━━━━━ Extracted data
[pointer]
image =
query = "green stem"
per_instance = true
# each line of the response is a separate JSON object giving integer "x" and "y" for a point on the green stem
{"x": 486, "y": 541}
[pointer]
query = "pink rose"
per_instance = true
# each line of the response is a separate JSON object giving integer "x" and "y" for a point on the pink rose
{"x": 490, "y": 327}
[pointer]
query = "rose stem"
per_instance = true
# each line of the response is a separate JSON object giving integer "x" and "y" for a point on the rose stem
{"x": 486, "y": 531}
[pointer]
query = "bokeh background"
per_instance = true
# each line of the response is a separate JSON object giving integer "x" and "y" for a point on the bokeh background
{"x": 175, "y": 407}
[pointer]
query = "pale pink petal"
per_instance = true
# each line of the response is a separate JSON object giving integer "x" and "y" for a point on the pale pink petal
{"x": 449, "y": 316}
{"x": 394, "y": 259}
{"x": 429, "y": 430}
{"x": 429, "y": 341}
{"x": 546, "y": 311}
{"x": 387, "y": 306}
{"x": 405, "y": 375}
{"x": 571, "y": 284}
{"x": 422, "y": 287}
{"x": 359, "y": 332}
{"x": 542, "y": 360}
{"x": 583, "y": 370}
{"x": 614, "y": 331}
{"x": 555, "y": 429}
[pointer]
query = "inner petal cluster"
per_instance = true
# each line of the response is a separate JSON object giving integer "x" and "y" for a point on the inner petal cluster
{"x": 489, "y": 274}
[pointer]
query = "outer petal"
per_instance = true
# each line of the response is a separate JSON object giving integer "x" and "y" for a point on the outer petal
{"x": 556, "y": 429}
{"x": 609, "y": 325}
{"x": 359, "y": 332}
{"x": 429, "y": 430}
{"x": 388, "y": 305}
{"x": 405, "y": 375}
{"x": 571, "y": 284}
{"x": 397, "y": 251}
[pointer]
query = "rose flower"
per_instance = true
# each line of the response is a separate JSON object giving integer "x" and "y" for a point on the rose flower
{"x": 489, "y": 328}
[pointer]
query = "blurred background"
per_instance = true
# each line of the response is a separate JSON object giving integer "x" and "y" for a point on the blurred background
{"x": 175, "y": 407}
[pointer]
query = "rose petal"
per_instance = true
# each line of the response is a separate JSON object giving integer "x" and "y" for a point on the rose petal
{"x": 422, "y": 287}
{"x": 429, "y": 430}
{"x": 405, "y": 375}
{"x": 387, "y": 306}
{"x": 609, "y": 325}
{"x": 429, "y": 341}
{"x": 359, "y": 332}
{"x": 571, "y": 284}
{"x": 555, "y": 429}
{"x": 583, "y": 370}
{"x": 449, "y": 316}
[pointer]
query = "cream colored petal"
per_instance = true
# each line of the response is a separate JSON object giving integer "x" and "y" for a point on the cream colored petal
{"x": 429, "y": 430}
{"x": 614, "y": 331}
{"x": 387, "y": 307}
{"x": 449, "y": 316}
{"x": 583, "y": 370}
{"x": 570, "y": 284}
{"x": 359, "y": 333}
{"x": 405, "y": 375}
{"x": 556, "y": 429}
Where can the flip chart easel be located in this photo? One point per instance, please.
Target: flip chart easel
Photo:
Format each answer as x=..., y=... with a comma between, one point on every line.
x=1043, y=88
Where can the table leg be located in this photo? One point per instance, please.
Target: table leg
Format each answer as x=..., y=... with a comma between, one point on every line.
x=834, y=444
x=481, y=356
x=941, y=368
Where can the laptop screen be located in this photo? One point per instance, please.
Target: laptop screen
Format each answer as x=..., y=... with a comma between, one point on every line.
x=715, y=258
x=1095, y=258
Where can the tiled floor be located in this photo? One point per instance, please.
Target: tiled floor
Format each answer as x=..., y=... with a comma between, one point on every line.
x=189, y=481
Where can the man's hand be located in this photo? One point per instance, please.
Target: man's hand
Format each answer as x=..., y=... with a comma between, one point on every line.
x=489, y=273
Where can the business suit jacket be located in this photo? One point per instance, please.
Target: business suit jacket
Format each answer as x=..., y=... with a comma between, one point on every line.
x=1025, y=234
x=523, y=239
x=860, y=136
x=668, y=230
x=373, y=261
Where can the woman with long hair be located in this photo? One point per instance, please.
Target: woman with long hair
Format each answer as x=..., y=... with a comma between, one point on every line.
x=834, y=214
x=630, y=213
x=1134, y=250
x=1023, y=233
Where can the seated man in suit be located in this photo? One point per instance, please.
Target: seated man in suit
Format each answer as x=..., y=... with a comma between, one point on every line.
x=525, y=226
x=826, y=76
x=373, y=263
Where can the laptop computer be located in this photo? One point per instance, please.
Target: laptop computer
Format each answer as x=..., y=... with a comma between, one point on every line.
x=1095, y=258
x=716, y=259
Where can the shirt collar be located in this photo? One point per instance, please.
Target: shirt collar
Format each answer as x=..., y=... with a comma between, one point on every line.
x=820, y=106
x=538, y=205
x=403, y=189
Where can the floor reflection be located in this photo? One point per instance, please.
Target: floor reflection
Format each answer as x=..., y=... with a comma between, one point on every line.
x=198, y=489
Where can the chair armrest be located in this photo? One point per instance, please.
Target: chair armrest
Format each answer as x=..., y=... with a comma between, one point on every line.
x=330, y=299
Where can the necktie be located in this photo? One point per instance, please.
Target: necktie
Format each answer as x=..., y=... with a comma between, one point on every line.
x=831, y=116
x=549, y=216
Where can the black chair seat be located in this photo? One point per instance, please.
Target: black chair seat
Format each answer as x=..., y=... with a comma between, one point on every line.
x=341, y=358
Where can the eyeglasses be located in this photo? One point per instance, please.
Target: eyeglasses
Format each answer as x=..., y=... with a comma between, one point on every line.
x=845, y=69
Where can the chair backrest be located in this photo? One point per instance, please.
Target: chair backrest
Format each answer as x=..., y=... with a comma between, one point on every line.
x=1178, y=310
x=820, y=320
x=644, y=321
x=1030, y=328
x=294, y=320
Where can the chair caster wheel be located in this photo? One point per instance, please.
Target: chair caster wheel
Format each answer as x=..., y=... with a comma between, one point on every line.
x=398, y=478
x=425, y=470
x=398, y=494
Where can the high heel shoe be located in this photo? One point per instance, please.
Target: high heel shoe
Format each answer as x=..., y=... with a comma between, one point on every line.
━━━━━━━━━━
Problem to work on:
Only one thing is wanted in reply: the number of lines in the entries that hold the string "tiled".

Your solution:
2